__TASK REQUIREMENTS__.
a) In the article on Kansas City shopping, where and in what year did the first traditional American mall open?
b) Translate this sentence from the article on Kansas City shopping into Spanish: "Today, only two enclosed regional malls remain intact in the Kansas City area — crosstown rivals Independence Center and Oak Park Mall."

__STUDY TEXT__.
BEGIN
The Country Club Plaza’s new owners last week offered an early peek at plans to restore the iconic but struggling shopping district.  

They mentioned an office building, a boutique hotel, a small grocery store, higher-end entertainment, and the “best of the best” local restaurants and retailers to bring back shoppers. They also promised to address decades of deferred maintenance. 

“I know a lot of things that are wrong with sewers and roofs and other things and we’re going to spend over $100 million just upgrading the basic infrastructure of the Plaza,” said Ray Washburne, president of HP Village Management. 

Workers repairing curbs on the Country Club Plaza.
The new owners of the Country Club Plaza, among other things, plan to invest more than $100 million in repairing decades of deferred maintenance. (Joyce Smith | Flatland)

Long considered Kansas City’s crown jewel, the Plaza once dominated the local shopping scene. At its peak, the Plaza competed successfully with nearly a dozen enclosed regional malls and other major shopping centers dotting the metro. 

Those regional malls throbbed with commerce from the 1960s until the mid-1990s. Since then, though, household names like Metcalf South, Bannister Mall, Indian Springs, Metro North, Blue Ridge, Antioch Center and Mission Center have been closed and demolished for new uses in the face of changing retail habits and the rise of online shopping. 

Today, only two enclosed regional malls remain intact in the Kansas City area — crosstown rivals Independence Center and Oak Park Mall. 

And they are on starkly different paths. 

‘A Place to Gather’ 

Alexandra Lange, design critic and author of the new book “Meet Me by the Fountain: An Inside History of the Mall,” said for many people memories of the mall are deeply personal. The mall was a place where many people got their first jobs, their first taste of independence, made a romantic rendezvous or simply bought their first hot dog on a stick.  

“They offer community, connectivity, a place to gather, for youth to explore their identity and independence,” she said. “We want to have places for people to walk, to chat, to be together. That is an important service over and above the fact that they are a commercial service. They take on these other qualities that are equally important.”  

The first traditional American mall opened in 1956 in suburban Minneapolis. Within a decade there were hundreds. Metcalf South, which opened in Overland Park in 1967, was the first planned enclosed mall built in the Kansas City area. 

They typically had two department stores — one higher-end, one lower; one a national chain, one local — along with a mix of stores and services.  

When Oak Park Mall joined the mix in the mid-1970s, it was already a competitive retail landscape. Over the past 50 years, Oak Park has contended with the rise of online shopping and the emergence of then-trendy new lifestyle centers such as Town Center Plaza in Leawood and Zona Rosa in the Northland that allowed on-the-go consumers to park in front of or near their favorite stores. 

Malls typically prioritize national anchor stores and a range of retailers, offering a one-stop shopping experience, while lifestyle centers curate a specific tenant mix, typically to create a more experiential and community-oriented environment, according to the International Council of Shopping Centers in New York (ICSC).
END
__DATA LISTING__.
BEGIN
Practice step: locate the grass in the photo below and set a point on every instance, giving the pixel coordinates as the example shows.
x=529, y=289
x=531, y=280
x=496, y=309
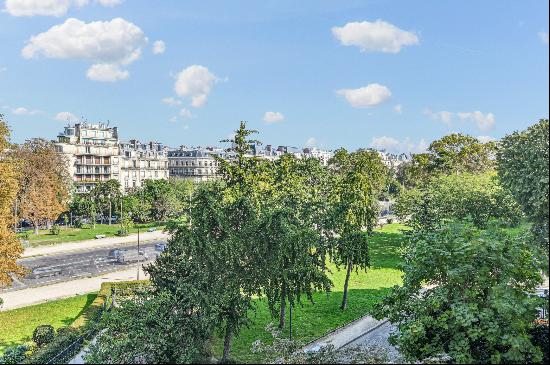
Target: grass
x=17, y=325
x=67, y=234
x=311, y=321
END
__SOLUTIONS PER TASK__.
a) In suburban Minneapolis, in 1956.

b) Hoy en día, solo dos centros comerciales regionales cerrados permanecen intactos en el área de Kansas City: Independence Center y Oak Park Mall, rivales de extremos opuestos de la ciudad.